Write out the whole listing word for word.

══ Input data

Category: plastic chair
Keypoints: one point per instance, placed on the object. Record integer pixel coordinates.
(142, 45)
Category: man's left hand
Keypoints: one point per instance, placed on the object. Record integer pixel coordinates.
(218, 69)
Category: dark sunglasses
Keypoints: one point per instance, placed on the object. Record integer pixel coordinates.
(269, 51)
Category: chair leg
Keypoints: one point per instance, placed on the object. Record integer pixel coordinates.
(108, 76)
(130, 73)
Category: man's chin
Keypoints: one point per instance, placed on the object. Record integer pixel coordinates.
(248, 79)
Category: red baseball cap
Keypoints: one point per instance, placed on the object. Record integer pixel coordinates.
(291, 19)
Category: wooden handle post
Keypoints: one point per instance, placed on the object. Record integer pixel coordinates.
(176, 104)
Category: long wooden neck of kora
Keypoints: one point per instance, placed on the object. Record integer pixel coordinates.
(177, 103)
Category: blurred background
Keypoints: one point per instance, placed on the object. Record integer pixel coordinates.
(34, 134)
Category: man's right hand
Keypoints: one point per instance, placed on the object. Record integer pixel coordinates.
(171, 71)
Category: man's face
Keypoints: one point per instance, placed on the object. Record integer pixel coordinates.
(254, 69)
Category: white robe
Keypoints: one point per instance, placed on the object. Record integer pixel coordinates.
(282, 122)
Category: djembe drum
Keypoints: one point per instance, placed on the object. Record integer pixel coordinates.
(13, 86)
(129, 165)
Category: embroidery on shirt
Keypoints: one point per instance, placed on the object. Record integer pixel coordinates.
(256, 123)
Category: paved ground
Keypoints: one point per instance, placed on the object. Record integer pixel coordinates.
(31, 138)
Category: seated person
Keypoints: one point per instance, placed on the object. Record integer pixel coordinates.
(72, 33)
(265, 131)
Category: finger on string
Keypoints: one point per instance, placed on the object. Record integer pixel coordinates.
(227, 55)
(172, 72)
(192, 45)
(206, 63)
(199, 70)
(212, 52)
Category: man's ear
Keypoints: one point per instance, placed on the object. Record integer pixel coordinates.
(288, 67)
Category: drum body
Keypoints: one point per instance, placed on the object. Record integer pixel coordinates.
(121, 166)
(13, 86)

════

Output of the task —
Category: plastic chair
Keypoints: one point per instance, placed on the object. Record integer pixel coordinates.
(142, 45)
Category: man's left hand
Keypoints: one point per instance, placed on the object. Record integer pixel coordinates.
(218, 69)
Category: dark sunglasses
Keypoints: one point per instance, placed on the object. Record integer pixel coordinates.
(269, 51)
Category: chair leg
Keypoints: one point per instance, placed on the object. Record integer pixel coordinates.
(108, 76)
(130, 73)
Category: man's chin
Keypoints: one point per instance, placed on the object. Record integer pixel coordinates.
(248, 79)
Category: red baseball cap
Keypoints: one point per instance, placed on the object. Record integer pixel coordinates.
(291, 19)
Category: wooden handle post
Keypoints: one point per instance, placed on the object. Record integer pixel coordinates.
(176, 104)
Category: long wooden neck of kora
Keypoints: one point per instance, placed on the object. Record integer pixel coordinates.
(177, 103)
Category: blurred background
Keypoints: one point per instance, placed on the object. Record integer pixel coordinates.
(34, 134)
Category: man's right hand
Keypoints: one point per instance, placed on the object. Record integer pixel coordinates.
(171, 71)
Category: man's face
Keypoints: one point per instance, placed on the object. Record integer pixel coordinates.
(254, 69)
Category: white robe
Keypoints: one point per instance, placed on the object. Record integer pixel coordinates.
(282, 122)
Category: djembe drum
Keypoints: one point per instance, placed on the object. Record integer pixel coordinates.
(13, 86)
(129, 165)
Category: embroidery on shirt
Keypoints: one point per instance, placed on the object. Record integer pixel coordinates.
(256, 123)
Category: paved ground
Keypoints: one point per instance, placed on the object. Record integer pixel coordinates.
(31, 138)
Category: seated person
Keypoints: one point per instance, placed on the object. Record integer pixel coordinates.
(72, 33)
(265, 131)
Category: finger on string
Keypoints: one point per instance, placed on the object. Record integer pixel coordinates.
(227, 55)
(172, 72)
(192, 45)
(206, 63)
(199, 70)
(212, 52)
Category: man's ear
Keypoints: one point per instance, placed on the object. Record integer pixel coordinates.
(288, 67)
Category: drum body
Keypoints: one point per instance, placed on the object. Record integer pixel coordinates.
(121, 166)
(13, 86)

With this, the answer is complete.